▶ [Stored records]:
§ §
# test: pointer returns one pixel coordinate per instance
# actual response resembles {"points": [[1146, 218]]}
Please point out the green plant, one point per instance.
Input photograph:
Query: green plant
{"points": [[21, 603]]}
§ §
▶ [What is required]:
Return every line of the material above word for word, without changing or leaving out anything.

▶ [Solution to the problem]:
# test: pointer returns one pixel coordinate per instance
# actual response resembles {"points": [[1146, 218]]}
Please point out the green plant, one point per instance.
Input photograph:
Query: green plant
{"points": [[21, 603]]}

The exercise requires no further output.